_Exercise task 1:_
Answer these questions about the Spark mapPartitions timing question:
(a) In which language is the code written?
(b) What did the asker watch to notice the problem?
(c) What time does the asker always obtain for a partition?
_Exercise task 2:_
Resume the thread about timing Spark's mapPartitions from where it stops.

[Begin Article]

Reputation: 99
I am trying to log the execution time of each mapPartition operation on a RDD using a code like this (in Scala):
rdd.mapPartitions{partition =>
val startTime = Calendar.getInstance().getTimeInMillis
result = partition.map{element =>
[...]
}
val endTime = Calendar.getInstance().getTimeInMillis
logger.info("Partition time "+(startTime-endTime)+ "ms")
result
}
The problem is that it logs the "partition time" immediately, before it start to execute the map operation, so I always obtain a time like 2 ms.
I noticed it by watching the Spark Web UI, in the log file the row regarding the execution time appears immediately after the task started, not at the end as expected.
Someone is able to explain me why? Inside the mapPartitions the code should be executed linearly, or I am wrong?

[End Article]
[Begin Dataset excerpts]

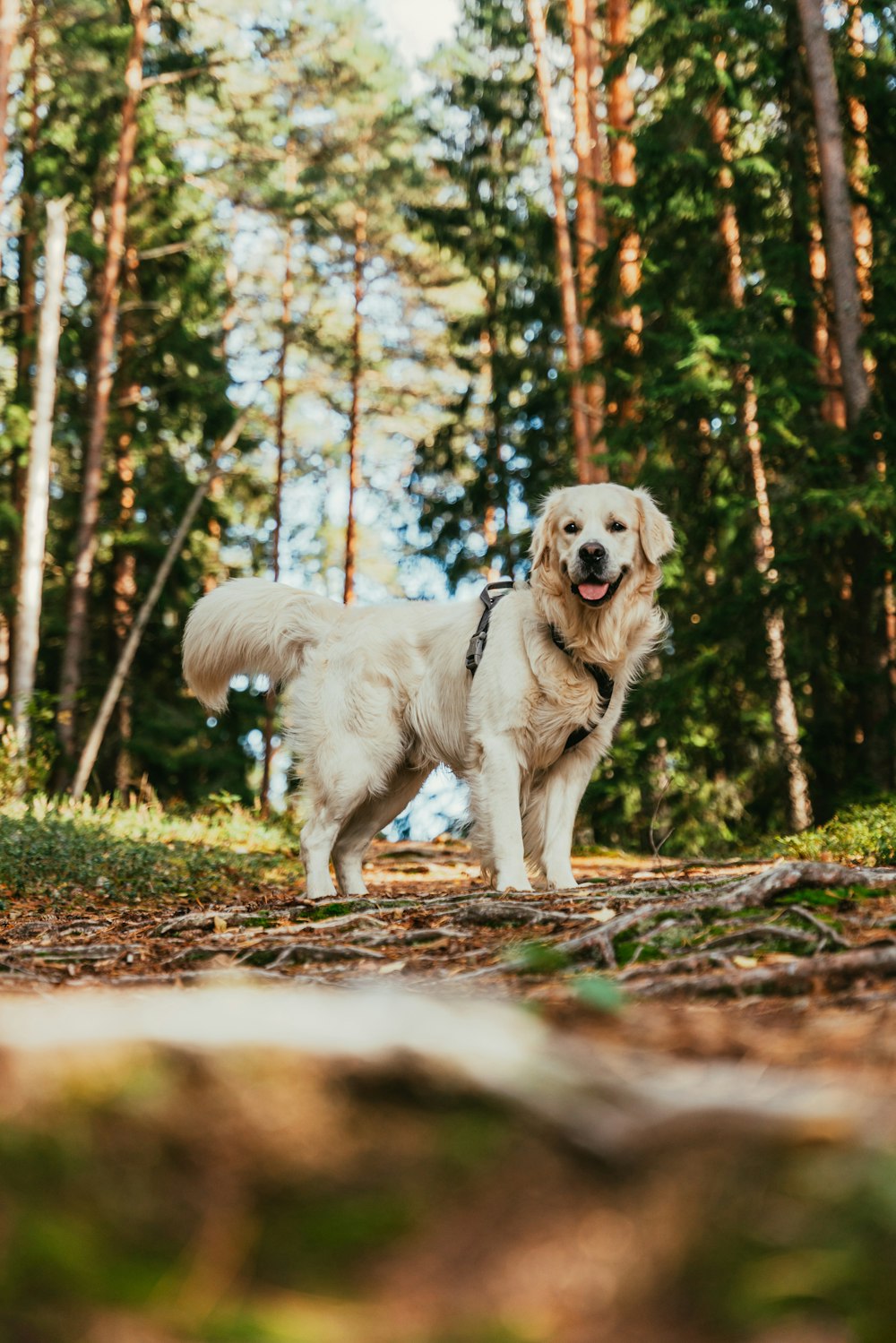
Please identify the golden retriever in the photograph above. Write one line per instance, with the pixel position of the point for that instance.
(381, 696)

[End Dataset excerpts]
[Begin Dataset excerpts]

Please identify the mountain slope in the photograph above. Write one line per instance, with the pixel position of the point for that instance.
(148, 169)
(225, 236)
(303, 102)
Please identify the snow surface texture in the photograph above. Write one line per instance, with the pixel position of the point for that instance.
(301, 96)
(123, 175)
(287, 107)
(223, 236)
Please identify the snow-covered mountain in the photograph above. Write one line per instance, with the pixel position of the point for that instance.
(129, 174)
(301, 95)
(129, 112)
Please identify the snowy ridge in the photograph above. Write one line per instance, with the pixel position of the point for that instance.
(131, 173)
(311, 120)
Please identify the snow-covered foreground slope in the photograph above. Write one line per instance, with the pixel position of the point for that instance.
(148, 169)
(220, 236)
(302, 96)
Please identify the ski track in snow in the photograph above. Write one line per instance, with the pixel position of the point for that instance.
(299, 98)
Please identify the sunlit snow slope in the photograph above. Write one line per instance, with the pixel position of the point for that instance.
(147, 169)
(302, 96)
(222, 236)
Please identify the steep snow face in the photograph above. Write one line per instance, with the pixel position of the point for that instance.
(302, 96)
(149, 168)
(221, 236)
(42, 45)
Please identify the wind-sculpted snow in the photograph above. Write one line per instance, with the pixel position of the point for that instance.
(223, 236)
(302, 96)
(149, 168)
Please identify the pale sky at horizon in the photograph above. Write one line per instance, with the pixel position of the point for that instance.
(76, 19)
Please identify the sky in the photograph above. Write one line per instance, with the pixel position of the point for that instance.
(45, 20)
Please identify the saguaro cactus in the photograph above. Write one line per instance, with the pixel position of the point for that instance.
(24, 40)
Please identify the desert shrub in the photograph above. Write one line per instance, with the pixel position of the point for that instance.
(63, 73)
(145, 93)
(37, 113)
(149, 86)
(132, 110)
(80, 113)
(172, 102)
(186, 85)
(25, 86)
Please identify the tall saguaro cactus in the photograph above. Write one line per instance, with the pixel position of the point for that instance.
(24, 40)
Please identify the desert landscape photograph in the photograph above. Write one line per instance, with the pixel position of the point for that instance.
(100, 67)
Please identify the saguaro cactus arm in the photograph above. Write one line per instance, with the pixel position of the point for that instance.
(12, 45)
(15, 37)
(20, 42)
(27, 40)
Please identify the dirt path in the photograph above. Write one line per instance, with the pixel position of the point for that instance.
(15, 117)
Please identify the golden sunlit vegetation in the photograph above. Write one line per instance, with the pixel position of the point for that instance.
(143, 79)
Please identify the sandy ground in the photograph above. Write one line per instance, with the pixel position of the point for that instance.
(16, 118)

[End Dataset excerpts]

_Output 1:_
(a) Scala.
(b) The Spark Web UI.
(c) About 2 ms.

_Output 2:_
Thanks
Regards Luca
Upvotes: 1
Views: 1651
Reputation: 27373
partitions
inside of mapPartitions
is an Iterator[Row]
, and an Iterator
is evaluated lazily in Scala (i.e. when the Iterator is consumed). This has nothing to to with Spark's lazy evauation!
Calling partitions.size
will trigger the evaluation of your mapping, but will consume the Iterator (because it's only iterable once). An example
val it = Iterator(1,2,3)
it.size // 3
it.isEmpty // true
What you can do is to convert the Iterator to an non-lazy collection type:
rdd.mapPartitions{partition =>
val startTime = Calendar.getInstance().getTimeInMillis
result = partition.map{element =>
[...]
}.toVector // now the statements are evaluated
val endTime = Calendar.getInstance().getTimeInMillis
logger.info("Partition time "+(startTime-endTime)+ "ms")
result.toIterator
}
EDIT: Note that you can use System.currentTimeMillis()
(or even System.nanoTime()
) instead of using Calendar
.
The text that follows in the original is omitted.